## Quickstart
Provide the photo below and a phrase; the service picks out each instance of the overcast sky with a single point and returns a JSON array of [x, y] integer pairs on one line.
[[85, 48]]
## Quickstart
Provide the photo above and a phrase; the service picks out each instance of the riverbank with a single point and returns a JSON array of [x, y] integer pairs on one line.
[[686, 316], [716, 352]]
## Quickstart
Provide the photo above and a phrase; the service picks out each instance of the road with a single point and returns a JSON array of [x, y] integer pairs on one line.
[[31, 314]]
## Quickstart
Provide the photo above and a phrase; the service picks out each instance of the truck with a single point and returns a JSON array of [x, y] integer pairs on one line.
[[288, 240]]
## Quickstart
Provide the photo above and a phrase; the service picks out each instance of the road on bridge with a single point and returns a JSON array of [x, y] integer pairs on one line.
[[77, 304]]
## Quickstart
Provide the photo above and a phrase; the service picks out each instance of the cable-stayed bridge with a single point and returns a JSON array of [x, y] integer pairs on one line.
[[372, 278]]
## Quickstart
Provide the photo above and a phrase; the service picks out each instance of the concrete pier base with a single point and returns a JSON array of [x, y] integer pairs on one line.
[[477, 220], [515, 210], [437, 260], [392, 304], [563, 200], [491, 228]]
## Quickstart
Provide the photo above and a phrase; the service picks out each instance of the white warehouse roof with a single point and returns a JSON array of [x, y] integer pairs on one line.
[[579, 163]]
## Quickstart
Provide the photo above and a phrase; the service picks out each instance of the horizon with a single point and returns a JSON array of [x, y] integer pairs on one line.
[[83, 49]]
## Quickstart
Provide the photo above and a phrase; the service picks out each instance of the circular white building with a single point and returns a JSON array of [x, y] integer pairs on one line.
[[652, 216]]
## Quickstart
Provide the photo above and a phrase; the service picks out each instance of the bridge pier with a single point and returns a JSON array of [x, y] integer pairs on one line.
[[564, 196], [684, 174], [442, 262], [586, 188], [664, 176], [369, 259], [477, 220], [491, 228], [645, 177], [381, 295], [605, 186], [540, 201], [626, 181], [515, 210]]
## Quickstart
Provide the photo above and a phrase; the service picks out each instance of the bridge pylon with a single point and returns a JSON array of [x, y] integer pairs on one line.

============

**REQUIREMENT:** Could you reproduce every record exactly as written?

**RESULT FOR THIS EXERCISE:**
## Quickstart
Provide the photo below and a phrase; the service picks out each instance of the overcast sky with a single point and returns a JSON array of [x, y] integer pairs on one line.
[[85, 48]]
## Quickstart
Provide the photo above and a phrase; the service picks out each instance of the riverbank with a single point and returns a JSON array of [x, y] integer pairs on one line.
[[686, 316], [716, 352]]
## Quickstart
Provide the photo above and a phrase; the service picks out each instance of the road with a single point and returns a JSON array of [x, y] integer pairs on one line.
[[31, 314]]
## Quickstart
Provide the photo above and a phrase; the service picks out each instance of the truck with a single point and returns a JSON array of [x, y] integer pairs on one line.
[[288, 240]]
## Quickstart
Provide the photo above and a phrase; the service picks out each instance of the road on bridge with a single point and returns a JSON array of [x, y] integer pairs on one line.
[[77, 304]]
## Quickstart
Provide the photo above and a phrase; the service picks out each instance of the cable-stayed bridge with a single point and returns a JSON array of [x, y] integer pairs on one line.
[[372, 278]]
## Quickstart
Provide the photo above and a phrase; the service picks out each instance of the concrete pier base with a single point and returns a JSON array of [x, y] integer pairs on one line.
[[477, 220], [515, 210], [437, 260], [392, 304], [563, 200], [491, 228]]
## Quickstart
Provide the photo above and a phrase; the service picks out each instance of the white warehouse roof with a single point and returns a JSON array of [x, y] integer pairs on one line.
[[579, 163]]
## Quickstart
Provide the photo above and a phrase; the service picks out each instance of the horizon with a single point and returns a JSON array of [x, y] integer pairs on one line.
[[83, 49]]
## Quickstart
Provide the photo above and a phrase; the service picks out each instance of the circular white building with a single point and returns a JSON array of [x, y] integer pairs on one line.
[[652, 216]]
## Quickstart
Provide the photo above and a phrase; the service picks out each instance of the bridge pier with a single point and returns a JSON array of [x, y] integer pairs on one line.
[[564, 196], [684, 174], [442, 262], [586, 188], [664, 176], [369, 259], [477, 220], [491, 228], [645, 177], [381, 295], [605, 186], [540, 201], [626, 181], [515, 210]]
## Quickstart
Provide the photo above and a phrase; the service picks out each instance of the bridge pylon with a single point and returns a JSON array of [x, y] integer pairs on one line.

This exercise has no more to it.